-- start of Document section --

My Shiralee is a studio album by Australian blues and country musician, Broderick Smith, which was released in 1994 (see Music in 1994) on the Newmarket Music label. Smith provided lead vocals, harmonica and wrote lyrics for ten of the twelve tracks. His backing band included Tony Day on drums; Gerry Hale on mandolin, fiddle and autoharp; Michel Rose on pedal steel; and Matt Walker on acoustic guitar, dobro, lap steel. The Ages Mike Daly rated the album as one of his top ten releases of the year. A CD version of My Shiralee was issued in 1998.

-- end of Document section --

_Exercise:_ Pick up the passage on Broderick Smith's album My Shiralee after its last sentence and carry it on.

-- start of Extracted material --

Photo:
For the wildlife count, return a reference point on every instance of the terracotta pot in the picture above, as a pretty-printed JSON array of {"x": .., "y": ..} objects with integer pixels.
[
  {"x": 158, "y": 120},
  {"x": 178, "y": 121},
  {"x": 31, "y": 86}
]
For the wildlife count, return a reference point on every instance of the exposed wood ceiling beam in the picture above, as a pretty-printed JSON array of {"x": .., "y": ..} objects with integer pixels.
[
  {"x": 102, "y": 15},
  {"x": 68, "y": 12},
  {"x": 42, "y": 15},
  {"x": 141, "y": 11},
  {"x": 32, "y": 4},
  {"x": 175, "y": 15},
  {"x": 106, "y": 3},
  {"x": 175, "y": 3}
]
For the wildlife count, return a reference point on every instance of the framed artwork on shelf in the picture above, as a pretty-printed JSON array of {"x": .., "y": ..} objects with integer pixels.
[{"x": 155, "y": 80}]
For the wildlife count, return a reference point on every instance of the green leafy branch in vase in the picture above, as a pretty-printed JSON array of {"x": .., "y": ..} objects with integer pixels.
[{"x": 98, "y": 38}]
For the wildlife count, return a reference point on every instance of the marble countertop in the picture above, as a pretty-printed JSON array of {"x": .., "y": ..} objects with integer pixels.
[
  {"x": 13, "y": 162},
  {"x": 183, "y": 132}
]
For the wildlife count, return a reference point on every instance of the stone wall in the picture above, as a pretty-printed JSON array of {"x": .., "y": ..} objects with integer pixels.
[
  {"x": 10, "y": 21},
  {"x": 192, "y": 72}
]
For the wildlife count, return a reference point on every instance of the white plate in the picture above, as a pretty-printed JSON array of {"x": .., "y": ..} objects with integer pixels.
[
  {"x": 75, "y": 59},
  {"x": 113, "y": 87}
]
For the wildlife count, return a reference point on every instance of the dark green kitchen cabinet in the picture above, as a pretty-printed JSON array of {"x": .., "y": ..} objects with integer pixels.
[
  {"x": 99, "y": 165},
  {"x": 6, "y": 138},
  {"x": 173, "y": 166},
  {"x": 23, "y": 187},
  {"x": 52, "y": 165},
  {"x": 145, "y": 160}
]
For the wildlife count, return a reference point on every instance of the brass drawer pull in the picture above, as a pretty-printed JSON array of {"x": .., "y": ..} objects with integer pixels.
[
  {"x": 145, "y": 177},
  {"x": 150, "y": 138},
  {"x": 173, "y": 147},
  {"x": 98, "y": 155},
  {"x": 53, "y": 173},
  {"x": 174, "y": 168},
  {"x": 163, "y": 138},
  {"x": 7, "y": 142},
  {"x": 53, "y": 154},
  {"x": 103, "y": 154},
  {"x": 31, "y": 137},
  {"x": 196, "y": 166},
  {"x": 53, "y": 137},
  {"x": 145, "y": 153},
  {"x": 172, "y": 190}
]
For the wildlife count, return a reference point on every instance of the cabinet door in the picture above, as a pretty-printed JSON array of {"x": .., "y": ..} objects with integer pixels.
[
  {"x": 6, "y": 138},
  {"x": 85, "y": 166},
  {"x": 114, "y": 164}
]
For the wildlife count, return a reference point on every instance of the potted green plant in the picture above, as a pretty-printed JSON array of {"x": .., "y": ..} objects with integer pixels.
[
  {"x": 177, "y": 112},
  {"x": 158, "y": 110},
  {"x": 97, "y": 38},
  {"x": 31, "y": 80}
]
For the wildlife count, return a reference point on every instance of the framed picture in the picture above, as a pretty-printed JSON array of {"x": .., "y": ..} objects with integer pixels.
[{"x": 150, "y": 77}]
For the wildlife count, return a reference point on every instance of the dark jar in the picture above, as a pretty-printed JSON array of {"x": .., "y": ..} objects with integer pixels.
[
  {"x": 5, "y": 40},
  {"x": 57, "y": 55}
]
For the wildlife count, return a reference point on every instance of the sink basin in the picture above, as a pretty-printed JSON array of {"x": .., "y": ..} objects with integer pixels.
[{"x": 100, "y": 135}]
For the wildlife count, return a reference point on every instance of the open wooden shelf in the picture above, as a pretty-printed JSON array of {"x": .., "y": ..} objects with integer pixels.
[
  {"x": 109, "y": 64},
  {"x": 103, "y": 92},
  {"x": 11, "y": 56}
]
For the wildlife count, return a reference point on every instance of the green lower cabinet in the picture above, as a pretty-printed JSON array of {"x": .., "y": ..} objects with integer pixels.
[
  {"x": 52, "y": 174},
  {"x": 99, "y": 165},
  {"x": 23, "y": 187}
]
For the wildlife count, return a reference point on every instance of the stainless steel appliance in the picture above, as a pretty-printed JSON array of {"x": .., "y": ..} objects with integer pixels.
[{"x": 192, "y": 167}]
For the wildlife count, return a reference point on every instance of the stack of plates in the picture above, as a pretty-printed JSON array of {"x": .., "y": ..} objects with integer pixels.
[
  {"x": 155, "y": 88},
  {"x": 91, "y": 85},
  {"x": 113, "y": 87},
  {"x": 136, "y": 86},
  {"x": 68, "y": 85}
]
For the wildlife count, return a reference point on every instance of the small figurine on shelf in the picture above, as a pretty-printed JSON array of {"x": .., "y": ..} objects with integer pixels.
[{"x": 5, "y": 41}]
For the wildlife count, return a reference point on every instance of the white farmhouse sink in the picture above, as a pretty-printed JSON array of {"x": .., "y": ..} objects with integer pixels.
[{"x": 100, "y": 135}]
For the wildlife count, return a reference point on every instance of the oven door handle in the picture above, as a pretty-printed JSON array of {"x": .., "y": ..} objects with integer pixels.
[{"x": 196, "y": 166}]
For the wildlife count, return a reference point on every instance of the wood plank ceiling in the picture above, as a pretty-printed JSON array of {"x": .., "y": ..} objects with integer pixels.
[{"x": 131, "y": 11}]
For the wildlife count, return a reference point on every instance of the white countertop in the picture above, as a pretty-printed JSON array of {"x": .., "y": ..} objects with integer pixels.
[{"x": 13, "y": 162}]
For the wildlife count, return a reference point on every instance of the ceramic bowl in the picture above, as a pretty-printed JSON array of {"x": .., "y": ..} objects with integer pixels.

-- end of Extracted material --

_Solved exercise:_
Track listing

Personnel 

My Shiralee by Broderick Smith is credited to:

Musicians
 Broderick Smith – vocals, harmonica
 Randy Bulpin – guitar, gut string guitar, slide guitar
 Tony Day – drums
 Robert B. Dillon – drums
 Gerry Hale – autoharp, mandolin, acoustic guitar, violin, banjo
 Phil Hyde – acoustic guitar, backing vocals
 Joe Imbroll – bass guitar
 Michael Rose – pedal steel
 Nick Smith – backing vocals
 Kirk Steele – accordion
 Matt Walker – lap steel, dobro

Recording details
 Producer – The Guild
 Engineer, mixer, digital master – Robert B. Dillon
 Recording studio – Newmarket Studios, North Melbourne, Victoria

Artwork
 Front cover photography – Vicki Bell
 Inside black & white photo of children – Brod's Dad
 Additional black & white photography – Tim Riches
 Man & boy shot – Mick O’Connor 
 Design – Jane Ferrusi (Dex Audio)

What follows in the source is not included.